Dataset records
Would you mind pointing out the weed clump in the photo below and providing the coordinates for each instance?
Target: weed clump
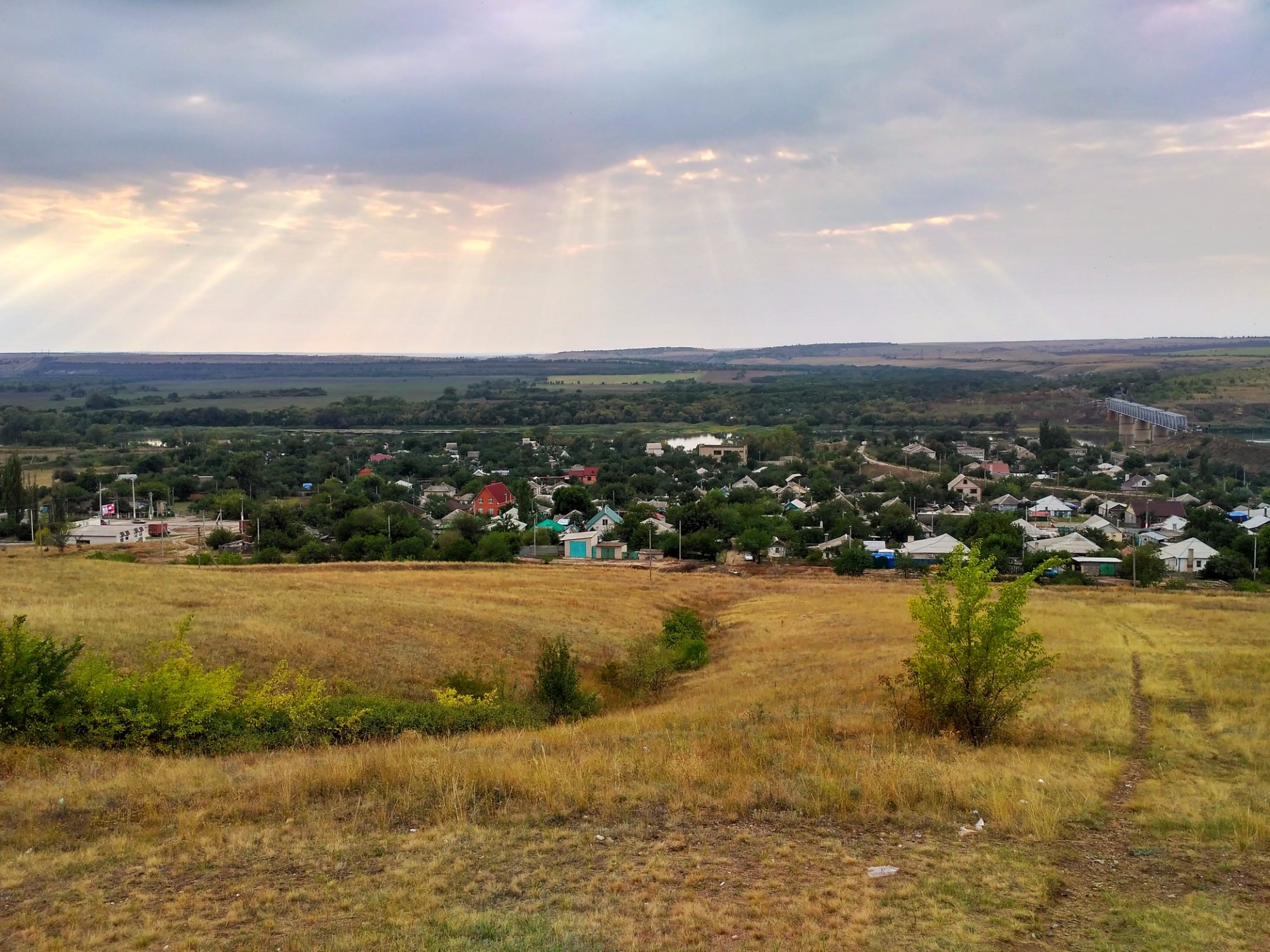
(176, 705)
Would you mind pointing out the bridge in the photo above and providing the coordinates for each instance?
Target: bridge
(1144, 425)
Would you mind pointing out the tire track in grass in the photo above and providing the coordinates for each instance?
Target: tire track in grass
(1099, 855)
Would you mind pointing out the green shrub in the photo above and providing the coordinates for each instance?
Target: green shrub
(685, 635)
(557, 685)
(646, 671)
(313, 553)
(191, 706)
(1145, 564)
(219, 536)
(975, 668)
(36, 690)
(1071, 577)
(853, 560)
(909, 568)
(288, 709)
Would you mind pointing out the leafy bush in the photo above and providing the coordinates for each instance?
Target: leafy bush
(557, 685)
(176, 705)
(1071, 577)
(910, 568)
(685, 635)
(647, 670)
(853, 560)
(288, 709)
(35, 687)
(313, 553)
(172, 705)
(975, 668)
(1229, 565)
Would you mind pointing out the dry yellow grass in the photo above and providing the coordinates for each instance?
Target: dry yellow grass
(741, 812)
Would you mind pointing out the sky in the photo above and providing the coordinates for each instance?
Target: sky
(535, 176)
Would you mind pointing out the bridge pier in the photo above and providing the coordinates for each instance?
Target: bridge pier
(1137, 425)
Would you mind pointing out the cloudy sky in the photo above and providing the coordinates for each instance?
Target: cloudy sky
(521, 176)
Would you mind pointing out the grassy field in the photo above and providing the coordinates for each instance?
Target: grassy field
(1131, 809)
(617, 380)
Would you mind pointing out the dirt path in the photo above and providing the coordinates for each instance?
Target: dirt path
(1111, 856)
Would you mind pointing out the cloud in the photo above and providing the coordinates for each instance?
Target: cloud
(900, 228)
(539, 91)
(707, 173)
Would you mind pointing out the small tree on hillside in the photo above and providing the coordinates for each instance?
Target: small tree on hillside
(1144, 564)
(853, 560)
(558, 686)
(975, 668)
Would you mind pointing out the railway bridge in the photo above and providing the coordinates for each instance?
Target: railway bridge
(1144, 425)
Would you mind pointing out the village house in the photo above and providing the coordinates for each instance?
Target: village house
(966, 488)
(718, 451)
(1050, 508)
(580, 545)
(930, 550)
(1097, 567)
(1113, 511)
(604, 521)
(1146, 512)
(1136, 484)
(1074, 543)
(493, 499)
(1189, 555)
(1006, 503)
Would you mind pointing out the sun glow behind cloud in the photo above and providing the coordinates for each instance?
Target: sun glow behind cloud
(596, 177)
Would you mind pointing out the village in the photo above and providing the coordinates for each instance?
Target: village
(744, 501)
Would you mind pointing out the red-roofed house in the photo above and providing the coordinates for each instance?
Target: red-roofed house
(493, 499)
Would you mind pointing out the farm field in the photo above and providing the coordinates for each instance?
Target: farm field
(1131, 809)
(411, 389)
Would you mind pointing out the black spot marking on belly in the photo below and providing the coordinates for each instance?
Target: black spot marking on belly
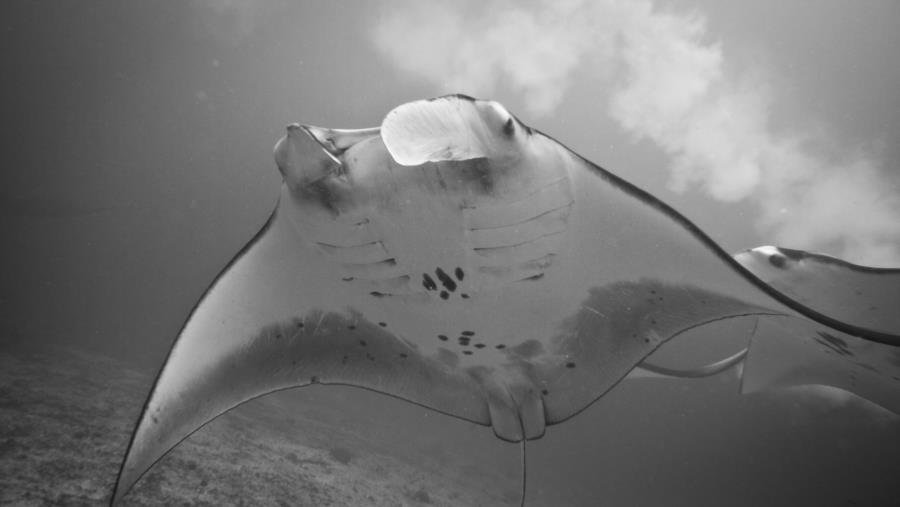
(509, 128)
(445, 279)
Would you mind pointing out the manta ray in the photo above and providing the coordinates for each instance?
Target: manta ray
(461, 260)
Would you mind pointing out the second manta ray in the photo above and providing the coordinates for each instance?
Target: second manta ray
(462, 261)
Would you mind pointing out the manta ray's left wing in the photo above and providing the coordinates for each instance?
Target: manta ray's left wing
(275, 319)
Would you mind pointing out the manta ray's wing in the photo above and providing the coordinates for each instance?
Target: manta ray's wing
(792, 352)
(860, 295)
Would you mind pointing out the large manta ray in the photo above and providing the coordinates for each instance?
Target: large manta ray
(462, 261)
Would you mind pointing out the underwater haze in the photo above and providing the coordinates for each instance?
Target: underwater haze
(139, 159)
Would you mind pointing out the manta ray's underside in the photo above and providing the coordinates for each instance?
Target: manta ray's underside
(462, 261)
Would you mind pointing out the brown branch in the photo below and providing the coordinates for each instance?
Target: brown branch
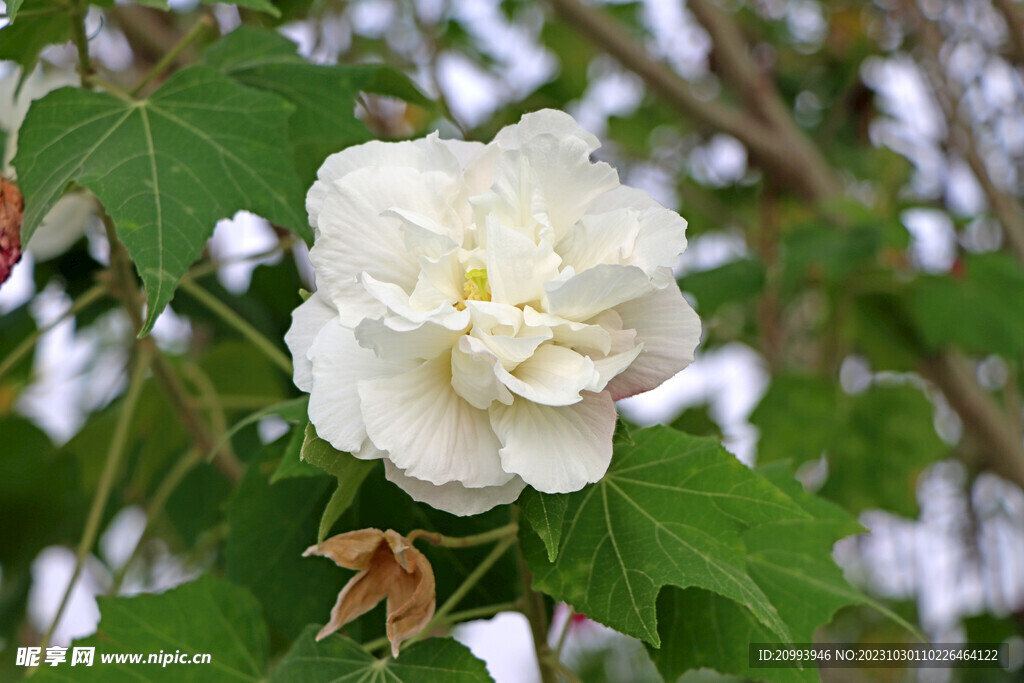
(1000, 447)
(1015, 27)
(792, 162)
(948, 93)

What to do
Within this material, how many lines include the word "below"? State only the number.

Task output
3